Please write out the lines below as a numbered list, skipping any blank lines and omitting the pictures.

--- DATA FOR THE TASK ---

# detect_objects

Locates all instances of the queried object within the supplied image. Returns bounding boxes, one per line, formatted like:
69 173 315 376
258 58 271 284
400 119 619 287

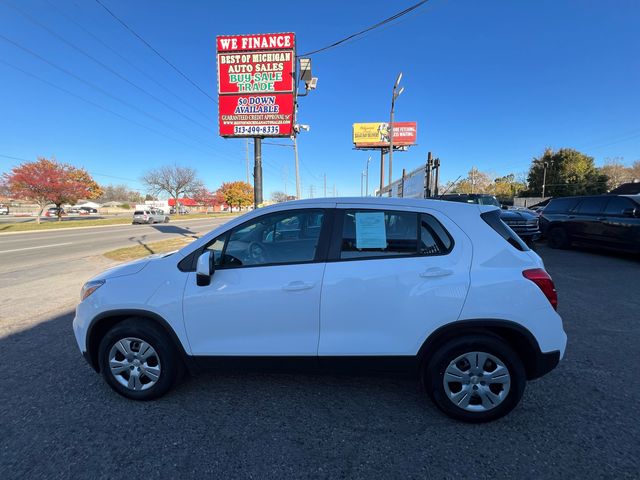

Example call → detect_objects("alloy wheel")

---

_RESPONSE FOR THIS EXERCISE:_
1. # detect_objects
2. Locates all instances of the queried object within the supplied image. Returns bounding boxes, one per line, formatted like:
3. 69 173 315 376
4. 258 58 271 284
5. 400 119 619 287
6. Example call → detect_objects("alloy wheel")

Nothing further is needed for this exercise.